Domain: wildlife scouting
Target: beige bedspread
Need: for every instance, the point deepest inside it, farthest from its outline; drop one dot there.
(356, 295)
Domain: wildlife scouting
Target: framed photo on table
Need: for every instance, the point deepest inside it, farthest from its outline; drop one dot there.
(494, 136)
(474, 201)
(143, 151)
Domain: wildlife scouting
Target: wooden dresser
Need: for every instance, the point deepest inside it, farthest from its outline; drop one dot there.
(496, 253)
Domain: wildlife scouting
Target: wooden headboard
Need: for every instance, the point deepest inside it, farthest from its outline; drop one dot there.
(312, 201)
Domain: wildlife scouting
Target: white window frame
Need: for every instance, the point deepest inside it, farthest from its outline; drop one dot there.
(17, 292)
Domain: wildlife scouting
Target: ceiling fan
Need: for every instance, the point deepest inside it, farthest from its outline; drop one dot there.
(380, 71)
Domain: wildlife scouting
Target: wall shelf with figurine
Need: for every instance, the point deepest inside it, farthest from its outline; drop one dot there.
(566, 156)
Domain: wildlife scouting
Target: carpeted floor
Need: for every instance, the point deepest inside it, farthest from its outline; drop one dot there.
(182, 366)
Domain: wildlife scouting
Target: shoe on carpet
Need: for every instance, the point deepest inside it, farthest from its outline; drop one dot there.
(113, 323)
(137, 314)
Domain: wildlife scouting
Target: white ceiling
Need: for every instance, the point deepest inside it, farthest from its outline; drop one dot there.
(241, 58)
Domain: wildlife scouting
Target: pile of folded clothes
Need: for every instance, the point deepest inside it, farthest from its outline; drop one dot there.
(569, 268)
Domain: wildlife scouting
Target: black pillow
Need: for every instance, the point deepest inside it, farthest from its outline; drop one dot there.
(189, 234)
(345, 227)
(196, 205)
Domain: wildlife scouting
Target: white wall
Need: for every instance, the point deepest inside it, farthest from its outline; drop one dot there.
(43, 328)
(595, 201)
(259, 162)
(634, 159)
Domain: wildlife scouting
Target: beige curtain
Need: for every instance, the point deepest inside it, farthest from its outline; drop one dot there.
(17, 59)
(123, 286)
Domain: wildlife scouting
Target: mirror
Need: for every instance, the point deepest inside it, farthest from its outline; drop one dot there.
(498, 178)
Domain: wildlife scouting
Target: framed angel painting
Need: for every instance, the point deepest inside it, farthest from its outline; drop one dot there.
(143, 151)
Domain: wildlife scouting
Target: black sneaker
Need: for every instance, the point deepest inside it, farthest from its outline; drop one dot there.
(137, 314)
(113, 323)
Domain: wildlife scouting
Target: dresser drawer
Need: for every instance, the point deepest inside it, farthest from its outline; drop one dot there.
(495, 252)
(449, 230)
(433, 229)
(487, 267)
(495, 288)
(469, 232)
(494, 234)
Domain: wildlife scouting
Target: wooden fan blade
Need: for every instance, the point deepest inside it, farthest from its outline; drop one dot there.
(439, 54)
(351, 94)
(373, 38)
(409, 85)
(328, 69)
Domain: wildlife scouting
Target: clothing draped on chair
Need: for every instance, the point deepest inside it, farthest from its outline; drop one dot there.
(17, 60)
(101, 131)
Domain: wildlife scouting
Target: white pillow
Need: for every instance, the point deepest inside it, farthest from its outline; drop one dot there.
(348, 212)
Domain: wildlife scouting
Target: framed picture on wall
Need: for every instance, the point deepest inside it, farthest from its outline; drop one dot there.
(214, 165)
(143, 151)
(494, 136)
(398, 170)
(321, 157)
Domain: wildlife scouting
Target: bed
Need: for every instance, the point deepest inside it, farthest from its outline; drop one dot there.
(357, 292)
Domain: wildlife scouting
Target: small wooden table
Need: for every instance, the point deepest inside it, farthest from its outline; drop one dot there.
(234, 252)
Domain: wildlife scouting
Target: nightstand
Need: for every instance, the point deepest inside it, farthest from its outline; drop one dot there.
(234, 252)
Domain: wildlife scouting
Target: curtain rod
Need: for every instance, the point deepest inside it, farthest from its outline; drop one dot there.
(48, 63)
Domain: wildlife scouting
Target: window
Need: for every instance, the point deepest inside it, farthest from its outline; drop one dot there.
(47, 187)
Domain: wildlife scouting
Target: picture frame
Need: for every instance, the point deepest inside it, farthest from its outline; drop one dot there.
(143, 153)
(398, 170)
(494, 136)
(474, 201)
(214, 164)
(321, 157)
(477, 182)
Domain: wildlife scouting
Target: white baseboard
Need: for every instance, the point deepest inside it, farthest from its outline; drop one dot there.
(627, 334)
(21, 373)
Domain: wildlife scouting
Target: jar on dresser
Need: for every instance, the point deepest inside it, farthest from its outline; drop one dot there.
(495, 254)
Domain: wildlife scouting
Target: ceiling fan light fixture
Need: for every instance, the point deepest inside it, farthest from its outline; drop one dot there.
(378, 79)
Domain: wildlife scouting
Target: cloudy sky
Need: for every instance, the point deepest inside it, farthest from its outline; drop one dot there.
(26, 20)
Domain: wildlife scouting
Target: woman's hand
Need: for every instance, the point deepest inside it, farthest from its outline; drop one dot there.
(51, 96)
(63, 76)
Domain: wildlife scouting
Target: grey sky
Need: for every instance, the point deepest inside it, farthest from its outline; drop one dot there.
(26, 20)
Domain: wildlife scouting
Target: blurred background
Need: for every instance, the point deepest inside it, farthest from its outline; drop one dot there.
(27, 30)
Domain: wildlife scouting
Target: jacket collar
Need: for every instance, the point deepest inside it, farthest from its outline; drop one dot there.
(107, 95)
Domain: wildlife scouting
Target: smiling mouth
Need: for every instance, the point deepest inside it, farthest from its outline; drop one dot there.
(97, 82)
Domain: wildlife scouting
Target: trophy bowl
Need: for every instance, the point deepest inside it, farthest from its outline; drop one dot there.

# # # # # # #

Описание задания —
Соберите из записей выше все строки, где встречается слово «pillow», и перепишите их без изменений.

Итоговый результат —
Target: black pillow
Target: white pillow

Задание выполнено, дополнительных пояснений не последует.